_Task requirements_. Recast the whole listing below as a numbered list, omitting any blank lines.
-- -- --
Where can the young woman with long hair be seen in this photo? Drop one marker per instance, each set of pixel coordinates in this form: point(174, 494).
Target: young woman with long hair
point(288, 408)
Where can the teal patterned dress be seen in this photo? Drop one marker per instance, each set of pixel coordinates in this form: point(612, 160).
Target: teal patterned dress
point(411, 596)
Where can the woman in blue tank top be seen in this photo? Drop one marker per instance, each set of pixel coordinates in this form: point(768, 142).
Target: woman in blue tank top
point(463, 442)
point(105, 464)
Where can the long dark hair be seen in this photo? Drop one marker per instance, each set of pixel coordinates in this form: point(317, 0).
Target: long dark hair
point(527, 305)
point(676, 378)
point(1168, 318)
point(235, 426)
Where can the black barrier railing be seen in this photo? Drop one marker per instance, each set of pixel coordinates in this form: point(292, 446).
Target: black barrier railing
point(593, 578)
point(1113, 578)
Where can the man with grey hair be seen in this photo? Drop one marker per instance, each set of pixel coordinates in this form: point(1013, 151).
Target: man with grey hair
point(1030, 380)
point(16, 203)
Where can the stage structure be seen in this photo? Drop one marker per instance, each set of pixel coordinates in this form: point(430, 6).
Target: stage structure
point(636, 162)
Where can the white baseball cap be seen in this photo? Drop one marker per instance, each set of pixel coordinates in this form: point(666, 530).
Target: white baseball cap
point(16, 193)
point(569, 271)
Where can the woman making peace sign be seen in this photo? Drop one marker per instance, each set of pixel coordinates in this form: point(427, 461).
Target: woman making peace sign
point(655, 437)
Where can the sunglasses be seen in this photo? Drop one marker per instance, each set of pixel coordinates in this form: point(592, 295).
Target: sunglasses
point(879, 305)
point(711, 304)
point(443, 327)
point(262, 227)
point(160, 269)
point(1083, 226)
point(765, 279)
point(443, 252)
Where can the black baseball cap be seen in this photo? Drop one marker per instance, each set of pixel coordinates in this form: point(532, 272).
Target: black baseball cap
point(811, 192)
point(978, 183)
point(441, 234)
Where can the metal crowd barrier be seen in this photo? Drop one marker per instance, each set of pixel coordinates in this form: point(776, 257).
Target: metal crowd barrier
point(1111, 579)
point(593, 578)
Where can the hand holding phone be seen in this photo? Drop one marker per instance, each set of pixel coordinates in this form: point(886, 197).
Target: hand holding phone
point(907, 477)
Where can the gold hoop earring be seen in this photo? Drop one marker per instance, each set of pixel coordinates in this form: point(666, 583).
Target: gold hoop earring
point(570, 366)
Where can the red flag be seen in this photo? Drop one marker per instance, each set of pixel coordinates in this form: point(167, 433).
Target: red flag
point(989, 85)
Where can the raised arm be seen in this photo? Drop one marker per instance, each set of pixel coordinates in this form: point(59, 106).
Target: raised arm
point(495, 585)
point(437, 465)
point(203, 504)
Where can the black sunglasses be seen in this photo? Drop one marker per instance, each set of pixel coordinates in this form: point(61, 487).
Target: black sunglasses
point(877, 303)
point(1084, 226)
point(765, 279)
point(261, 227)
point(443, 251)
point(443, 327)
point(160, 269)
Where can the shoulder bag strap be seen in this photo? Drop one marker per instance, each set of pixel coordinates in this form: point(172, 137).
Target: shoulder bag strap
-- -- --
_Worked solution_.
1. Where can the young woman with long hair be seen in this photo? Drop one marker per instance, each set of pixel coordinates in this form: point(174, 494).
2. Target: young woman with long hair
3. point(288, 408)
4. Where can the teal patterned dress be seen in this photo? Drop one marker per instance, each set of pixel coordinates in this form: point(612, 160).
5. Target: teal patterned dress
6. point(411, 596)
7. Where can the woman in blue tank top be seen in this photo? Drop one marker per instance, each set of pixel coordinates in this form: point(768, 142).
8. Target: woman in blue tank top
9. point(463, 442)
10. point(105, 464)
11. Where can the long dark hair be seen in this photo? Drop one marker per instance, each set of pixel coordinates in this form: point(317, 0).
12. Target: long dark hair
13. point(527, 305)
14. point(676, 378)
15. point(1168, 318)
16. point(235, 426)
17. Where can the black barrier railing be seen in this photo? Drop one marker per instance, each set of pixel coordinates in this form: point(292, 446).
18. Target: black barrier railing
19. point(593, 578)
20. point(1113, 578)
21. Where can the man with grey hair be seen in this photo? Drop one marker per instance, each set of pixel coordinates in this form: point(1013, 151).
22. Target: man with grey hair
23. point(1030, 380)
24. point(16, 203)
25. Where can the stage structure be seen in this photo? Drop one marker per instance, each set of pixel coordinates in this form: point(430, 6).
26. Target: stage structure
27. point(636, 162)
28. Where can the white baseball cap be seen in this photo? Drop one marker per instance, each set of pixel coordinates in this form: point(666, 530).
29. Target: white baseball cap
30. point(16, 193)
31. point(569, 271)
32. Where can the woman making peace sign be seen in this photo? Drop one marker per instance, each set of pixel coordinates in this form: point(427, 461).
33. Target: woman making peace sign
34. point(655, 437)
35. Where can the sunglasses be seen in this photo? Drop one marker per instance, each set of pixel coordinates in this form: point(592, 295).
36. Target: sunglasses
37. point(879, 305)
38. point(711, 304)
39. point(443, 327)
40. point(262, 227)
41. point(160, 269)
42. point(1083, 226)
43. point(765, 279)
44. point(443, 252)
45. Where can the black baseball cap be seen in this photo? Drop one marker per instance, each set of pixel coordinates in this form: point(532, 272).
46. Target: black baseball cap
47. point(811, 192)
48. point(978, 183)
49. point(441, 234)
50. Where can the metal crowd barrier be seen in this photo? Drop one marker per instance, each set of pixel coordinates in this form: point(776, 257).
51. Target: metal crowd barrier
52. point(1111, 579)
53. point(593, 578)
54. Where can the hand holding phone be seen in this photo? Drop one marker per instance, each set of pixel coordinates in this form: point(886, 197).
55. Target: hand holding phone
56. point(907, 477)
57. Where can the gold hoop earring be seen in this photo? Drop one marker per instance, each set of pixel coordinates in this form: point(666, 583).
58. Target: gold hoop earring
59. point(570, 366)
60. Where can the red flag be seen in this photo? Drop one marker per instance, each set of pixel coordinates in this form: point(167, 433).
61. Target: red flag
62. point(989, 85)
63. Where can the raised arm be seen in this photo? Drop one marker per instance, each set of pixel coordinates in this form: point(59, 106).
64. Target: raised arm
65. point(495, 585)
66. point(437, 465)
67. point(203, 504)
68. Where can the black sunglasses be seen in this photo? Drop one marker per instance, each set of pixel coordinates in this form: point(61, 487).
69. Target: black sunglasses
70. point(877, 303)
71. point(1084, 226)
72. point(765, 279)
73. point(261, 227)
74. point(443, 251)
75. point(443, 327)
76. point(160, 269)
77. Where can the shoulder bag strap be seen in this photo? Drop one marker per instance, each set of pixel coordinates in this form: point(172, 137).
78. Target: shoulder bag strap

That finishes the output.